» **Excerpt provided**
Thursday 2 November 2017

Great Movies of the 80s You May Have Missed

Everyone sees the blockbusters, and eventually everyone sees the Best Picture Oscar winners. Most years have films that became culturally significant, and most everyone sees those too. But every year there are great movies that didn't garner much attention that should have – not necessarily because they are “great films” but because they are damned fine entertainment.

Below is a list, with some brief reviews, of some of the movies released from 1980 to 1989 that you may not have seen, but that you should have.... they are all tremendously entertaining films.


1980

Best Picture Oscar: Ordinary People
My Favorite Film of the Year: Airplane!

The Great One You May Have Missed: The Gods Must Be Crazy

A tribe of Australian aborigines find a glass Coke bottle that has been thrown out of a commuter plane window. They've never seen glass before and believe it was a gift from the Gods. Because of it's hard, smooth surface they find many uses for it, which eventually leads to fights over it's possession. Due to this conflict, a tribesman names Xi is sent to travel to the more populated areas of Australia to return the bottle to the Gods.

The film was a massive hit in many parts of the world, but in North America it was little more than a minor hit. But “The Gods Must Be Crazy” is hilarious, heartfelt and endlessly entertaining. It even has moments of true screwball comedy that can't help but make you laugh, and the fact that the star of the film is a real Australian bushman adds to its charm.

» **Goals**
a – List every line in the entries that contains the string "long".
b – Extend the post on overlooked 1980s movies, picking up after its final sentence.
The post on overlooked 1980s movies and the entries after it have no connection to each other.

» **Material for this task**

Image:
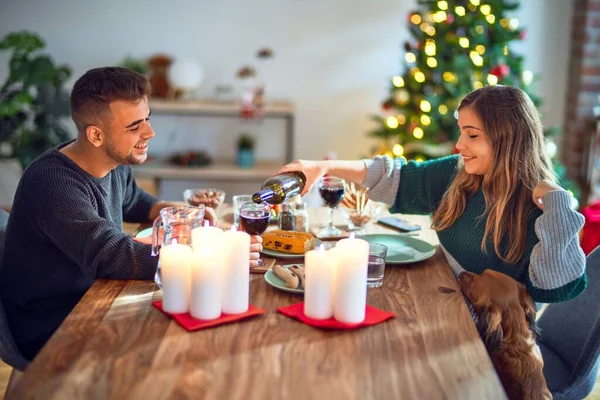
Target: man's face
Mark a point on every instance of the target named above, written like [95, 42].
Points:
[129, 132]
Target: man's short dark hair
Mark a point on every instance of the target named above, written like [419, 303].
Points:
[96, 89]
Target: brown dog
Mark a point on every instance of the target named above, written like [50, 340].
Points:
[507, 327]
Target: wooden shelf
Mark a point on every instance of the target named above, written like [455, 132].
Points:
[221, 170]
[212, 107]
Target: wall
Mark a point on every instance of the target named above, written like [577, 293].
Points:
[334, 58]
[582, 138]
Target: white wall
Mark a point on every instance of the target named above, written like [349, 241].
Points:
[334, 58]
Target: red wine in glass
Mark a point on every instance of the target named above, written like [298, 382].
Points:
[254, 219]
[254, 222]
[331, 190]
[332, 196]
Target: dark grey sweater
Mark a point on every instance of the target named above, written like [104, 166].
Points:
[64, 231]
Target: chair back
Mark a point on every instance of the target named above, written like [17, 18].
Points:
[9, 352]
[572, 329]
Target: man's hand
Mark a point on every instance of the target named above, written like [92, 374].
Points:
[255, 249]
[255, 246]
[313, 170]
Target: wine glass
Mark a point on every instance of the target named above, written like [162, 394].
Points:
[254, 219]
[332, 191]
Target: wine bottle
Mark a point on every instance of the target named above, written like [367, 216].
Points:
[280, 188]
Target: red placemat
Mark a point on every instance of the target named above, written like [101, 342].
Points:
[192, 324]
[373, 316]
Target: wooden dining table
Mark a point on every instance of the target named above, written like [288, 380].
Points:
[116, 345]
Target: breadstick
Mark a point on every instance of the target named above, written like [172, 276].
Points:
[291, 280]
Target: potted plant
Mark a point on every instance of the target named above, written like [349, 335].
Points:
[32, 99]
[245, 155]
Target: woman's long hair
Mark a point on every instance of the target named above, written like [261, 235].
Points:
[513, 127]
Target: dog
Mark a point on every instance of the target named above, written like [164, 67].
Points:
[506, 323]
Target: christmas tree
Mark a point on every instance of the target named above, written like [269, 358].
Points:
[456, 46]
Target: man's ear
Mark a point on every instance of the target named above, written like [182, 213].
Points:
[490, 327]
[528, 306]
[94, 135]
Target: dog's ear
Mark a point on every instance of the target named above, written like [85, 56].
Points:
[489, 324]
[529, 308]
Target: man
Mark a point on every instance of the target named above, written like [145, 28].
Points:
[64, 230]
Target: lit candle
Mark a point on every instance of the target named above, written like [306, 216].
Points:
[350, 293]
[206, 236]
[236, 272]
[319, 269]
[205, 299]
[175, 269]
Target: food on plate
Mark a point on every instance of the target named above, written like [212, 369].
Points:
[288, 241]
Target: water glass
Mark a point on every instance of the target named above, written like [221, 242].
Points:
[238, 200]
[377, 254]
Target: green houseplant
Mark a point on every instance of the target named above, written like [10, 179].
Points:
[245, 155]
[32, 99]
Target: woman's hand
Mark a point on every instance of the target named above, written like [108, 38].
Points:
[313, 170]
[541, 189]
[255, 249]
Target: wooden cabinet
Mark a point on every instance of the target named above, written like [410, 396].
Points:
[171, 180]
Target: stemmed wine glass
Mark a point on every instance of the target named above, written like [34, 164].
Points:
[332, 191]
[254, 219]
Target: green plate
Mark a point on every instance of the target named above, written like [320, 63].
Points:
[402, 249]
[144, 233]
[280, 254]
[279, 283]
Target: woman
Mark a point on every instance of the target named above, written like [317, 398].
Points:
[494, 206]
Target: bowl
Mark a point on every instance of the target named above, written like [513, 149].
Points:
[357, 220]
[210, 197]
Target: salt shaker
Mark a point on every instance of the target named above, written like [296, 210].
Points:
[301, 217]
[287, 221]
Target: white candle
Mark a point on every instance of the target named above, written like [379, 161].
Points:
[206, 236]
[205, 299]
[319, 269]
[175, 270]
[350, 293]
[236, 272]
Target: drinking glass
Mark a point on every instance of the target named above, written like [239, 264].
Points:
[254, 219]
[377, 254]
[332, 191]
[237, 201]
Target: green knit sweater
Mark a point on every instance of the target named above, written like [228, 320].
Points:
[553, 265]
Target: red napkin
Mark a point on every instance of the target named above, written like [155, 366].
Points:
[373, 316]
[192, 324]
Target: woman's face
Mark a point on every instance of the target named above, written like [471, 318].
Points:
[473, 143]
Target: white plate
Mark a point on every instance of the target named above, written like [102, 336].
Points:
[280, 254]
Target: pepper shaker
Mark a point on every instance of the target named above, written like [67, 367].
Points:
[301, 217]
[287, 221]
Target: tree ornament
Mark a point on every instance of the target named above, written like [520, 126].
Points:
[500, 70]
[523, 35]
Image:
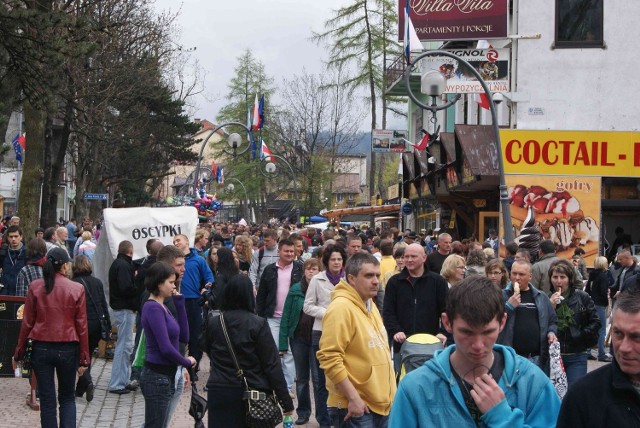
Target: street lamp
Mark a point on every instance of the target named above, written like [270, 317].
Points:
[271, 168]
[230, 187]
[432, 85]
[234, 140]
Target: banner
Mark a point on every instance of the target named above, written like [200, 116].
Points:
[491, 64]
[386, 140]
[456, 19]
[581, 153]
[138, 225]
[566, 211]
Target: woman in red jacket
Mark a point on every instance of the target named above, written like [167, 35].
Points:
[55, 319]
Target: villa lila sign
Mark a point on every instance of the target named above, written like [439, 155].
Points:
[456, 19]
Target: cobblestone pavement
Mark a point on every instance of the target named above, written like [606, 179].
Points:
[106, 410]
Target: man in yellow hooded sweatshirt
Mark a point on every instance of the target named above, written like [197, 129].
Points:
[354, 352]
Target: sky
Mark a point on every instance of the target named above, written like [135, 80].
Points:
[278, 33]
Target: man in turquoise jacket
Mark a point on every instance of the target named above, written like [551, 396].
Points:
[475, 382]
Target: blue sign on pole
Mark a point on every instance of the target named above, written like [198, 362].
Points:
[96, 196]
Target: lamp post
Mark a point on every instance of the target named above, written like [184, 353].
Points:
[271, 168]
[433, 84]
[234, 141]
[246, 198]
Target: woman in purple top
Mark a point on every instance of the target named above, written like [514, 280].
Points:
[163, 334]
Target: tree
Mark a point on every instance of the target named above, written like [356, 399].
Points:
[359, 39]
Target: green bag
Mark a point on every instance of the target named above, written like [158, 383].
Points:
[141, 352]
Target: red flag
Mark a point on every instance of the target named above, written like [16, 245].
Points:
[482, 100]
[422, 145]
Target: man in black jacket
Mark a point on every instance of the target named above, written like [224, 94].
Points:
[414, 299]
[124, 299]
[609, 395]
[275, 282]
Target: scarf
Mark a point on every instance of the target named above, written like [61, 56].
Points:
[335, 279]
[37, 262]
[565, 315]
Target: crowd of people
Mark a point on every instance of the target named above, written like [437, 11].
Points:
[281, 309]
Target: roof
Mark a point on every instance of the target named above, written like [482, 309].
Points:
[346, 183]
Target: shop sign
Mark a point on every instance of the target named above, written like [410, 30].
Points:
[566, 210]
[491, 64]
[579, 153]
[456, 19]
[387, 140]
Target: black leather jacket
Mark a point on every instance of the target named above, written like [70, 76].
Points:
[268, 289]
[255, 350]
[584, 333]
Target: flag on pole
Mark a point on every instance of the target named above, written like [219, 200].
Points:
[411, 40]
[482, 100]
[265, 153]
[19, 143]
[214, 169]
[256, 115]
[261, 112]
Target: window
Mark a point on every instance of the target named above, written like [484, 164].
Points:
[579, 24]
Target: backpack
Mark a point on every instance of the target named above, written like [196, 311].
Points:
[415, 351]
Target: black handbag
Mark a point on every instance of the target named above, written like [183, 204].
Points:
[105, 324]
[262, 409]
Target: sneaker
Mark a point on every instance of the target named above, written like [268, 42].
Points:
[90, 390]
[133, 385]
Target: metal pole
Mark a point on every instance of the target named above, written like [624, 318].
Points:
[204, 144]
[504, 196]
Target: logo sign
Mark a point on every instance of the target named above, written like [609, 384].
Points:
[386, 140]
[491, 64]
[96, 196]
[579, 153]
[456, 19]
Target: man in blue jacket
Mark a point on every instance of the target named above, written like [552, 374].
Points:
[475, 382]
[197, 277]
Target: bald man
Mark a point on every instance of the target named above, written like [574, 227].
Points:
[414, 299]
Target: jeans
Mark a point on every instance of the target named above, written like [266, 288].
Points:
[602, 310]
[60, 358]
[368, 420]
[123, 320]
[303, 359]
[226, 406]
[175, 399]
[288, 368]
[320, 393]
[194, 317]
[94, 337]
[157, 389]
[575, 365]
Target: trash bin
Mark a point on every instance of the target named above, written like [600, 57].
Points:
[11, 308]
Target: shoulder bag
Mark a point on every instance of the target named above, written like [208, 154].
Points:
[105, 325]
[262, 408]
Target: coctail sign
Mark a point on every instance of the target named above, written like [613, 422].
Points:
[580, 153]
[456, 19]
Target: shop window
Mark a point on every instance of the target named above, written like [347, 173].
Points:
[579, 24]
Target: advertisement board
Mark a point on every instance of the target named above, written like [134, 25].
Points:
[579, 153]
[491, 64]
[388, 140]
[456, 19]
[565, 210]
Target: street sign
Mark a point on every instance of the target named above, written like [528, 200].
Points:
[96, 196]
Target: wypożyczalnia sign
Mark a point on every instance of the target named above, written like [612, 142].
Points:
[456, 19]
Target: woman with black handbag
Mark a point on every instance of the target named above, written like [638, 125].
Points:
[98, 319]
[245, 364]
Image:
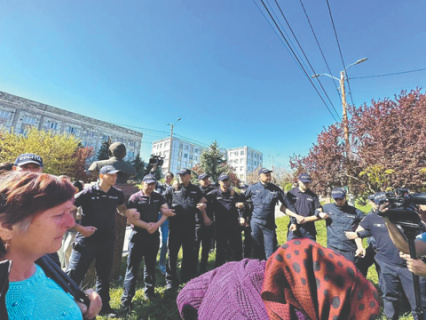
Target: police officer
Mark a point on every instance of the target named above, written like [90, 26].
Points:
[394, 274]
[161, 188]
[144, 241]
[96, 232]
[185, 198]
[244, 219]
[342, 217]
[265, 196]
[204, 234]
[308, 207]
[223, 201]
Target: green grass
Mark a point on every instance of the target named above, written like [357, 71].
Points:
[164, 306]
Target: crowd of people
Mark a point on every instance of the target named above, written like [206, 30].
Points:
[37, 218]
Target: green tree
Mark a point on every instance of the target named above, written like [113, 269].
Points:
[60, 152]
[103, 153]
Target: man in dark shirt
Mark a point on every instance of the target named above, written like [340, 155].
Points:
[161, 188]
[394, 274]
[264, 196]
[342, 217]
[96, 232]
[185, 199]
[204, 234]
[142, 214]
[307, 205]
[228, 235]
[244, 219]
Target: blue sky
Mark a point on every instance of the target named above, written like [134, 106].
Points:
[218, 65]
...
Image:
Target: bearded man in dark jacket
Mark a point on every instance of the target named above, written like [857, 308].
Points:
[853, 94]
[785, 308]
* * *
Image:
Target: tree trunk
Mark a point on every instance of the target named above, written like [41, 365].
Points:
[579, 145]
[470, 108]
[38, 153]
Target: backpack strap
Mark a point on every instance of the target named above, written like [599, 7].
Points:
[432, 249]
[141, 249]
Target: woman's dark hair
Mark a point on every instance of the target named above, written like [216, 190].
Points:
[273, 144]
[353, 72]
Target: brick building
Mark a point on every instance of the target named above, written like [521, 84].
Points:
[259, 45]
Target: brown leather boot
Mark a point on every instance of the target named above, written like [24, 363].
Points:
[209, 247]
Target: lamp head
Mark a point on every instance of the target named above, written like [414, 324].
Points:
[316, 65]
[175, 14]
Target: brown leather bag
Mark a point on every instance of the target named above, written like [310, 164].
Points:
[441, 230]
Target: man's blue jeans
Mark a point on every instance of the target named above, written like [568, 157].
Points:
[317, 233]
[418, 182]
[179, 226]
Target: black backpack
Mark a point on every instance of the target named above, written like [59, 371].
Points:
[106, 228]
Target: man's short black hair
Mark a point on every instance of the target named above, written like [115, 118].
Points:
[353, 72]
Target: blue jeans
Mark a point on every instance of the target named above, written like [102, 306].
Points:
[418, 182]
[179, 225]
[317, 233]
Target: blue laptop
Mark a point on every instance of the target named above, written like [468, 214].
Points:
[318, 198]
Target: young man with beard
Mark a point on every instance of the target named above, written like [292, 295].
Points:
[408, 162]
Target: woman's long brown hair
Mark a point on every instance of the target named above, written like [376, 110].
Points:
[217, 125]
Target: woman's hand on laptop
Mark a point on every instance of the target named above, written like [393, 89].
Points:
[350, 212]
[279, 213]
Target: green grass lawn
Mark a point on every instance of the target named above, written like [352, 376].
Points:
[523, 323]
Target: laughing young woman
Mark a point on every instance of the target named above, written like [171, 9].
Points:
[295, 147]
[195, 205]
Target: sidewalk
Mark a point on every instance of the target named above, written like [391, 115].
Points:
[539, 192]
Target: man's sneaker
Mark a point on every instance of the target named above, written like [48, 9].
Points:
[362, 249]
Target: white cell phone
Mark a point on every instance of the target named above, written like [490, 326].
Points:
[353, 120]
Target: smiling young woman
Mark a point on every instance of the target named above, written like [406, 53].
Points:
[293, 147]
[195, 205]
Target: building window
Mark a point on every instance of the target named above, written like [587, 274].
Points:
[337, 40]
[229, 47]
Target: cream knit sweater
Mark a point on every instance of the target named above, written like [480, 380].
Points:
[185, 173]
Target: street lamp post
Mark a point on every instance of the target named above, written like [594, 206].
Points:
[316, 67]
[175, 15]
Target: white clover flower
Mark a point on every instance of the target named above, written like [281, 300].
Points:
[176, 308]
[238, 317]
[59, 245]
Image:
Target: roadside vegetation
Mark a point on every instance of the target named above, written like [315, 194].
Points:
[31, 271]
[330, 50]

» **Task-by-task answers**
a –
Target: woman's long hair
Target: woman's long brown hair

b –
1981

Best Picture Oscar: Chariots of Fire
My Favorite Film(s) of the Year: Whose Life is it Anyway?

The Great One You May Have Missed: Continental Divide

John Belushi is Ernie Kovak, a grizzled Chicago investigative reporter. When things get too hot with some underworld investigating he's doing, his editor sends him to Wyoming to write a story about Dr. Nell Porter (Blair Brown) who has been researching bald eagles alone in the mountains for years. Cooped up together for weeks in a log cabin, the two eventually fall in love.

Belushi is best known for his comedy, but showed here that he could act a little as well. And while the story takes a while to get going, by the conclusion it is utterly charming. I'm not huge on rom-coms, they usually have to be excellent for me to watch the same one more than once, but I've seen this film a dozen times and I still enjoy it.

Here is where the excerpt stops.